YOUR GOAL: Can you retype each of the records below word for word, with no changes?

^^^^

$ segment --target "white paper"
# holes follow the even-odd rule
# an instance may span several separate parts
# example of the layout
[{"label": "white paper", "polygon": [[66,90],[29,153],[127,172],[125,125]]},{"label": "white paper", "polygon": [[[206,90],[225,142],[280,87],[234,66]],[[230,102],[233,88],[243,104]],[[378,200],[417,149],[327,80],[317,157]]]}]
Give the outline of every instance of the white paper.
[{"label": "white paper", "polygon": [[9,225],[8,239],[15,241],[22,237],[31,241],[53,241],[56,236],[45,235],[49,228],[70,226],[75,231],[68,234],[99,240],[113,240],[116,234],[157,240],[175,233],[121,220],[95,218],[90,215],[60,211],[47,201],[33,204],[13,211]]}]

^^^^

TASK OUTPUT:
$ segment --target "white paper"
# holes follow the even-odd rule
# an instance may span several separate parts
# example of the layout
[{"label": "white paper", "polygon": [[66,90],[29,153],[127,172],[125,125]]},{"label": "white paper", "polygon": [[[206,90],[225,142],[280,87],[234,66]],[[230,102],[233,88],[243,104]],[[378,200],[417,149],[327,80],[317,157]]]}]
Give the outline of every instance of the white paper.
[{"label": "white paper", "polygon": [[9,225],[8,239],[15,241],[22,237],[31,241],[53,241],[56,236],[45,235],[49,228],[70,226],[75,231],[68,234],[99,240],[113,240],[116,234],[157,240],[175,233],[121,220],[95,218],[90,215],[60,211],[47,201],[33,204],[13,211]]}]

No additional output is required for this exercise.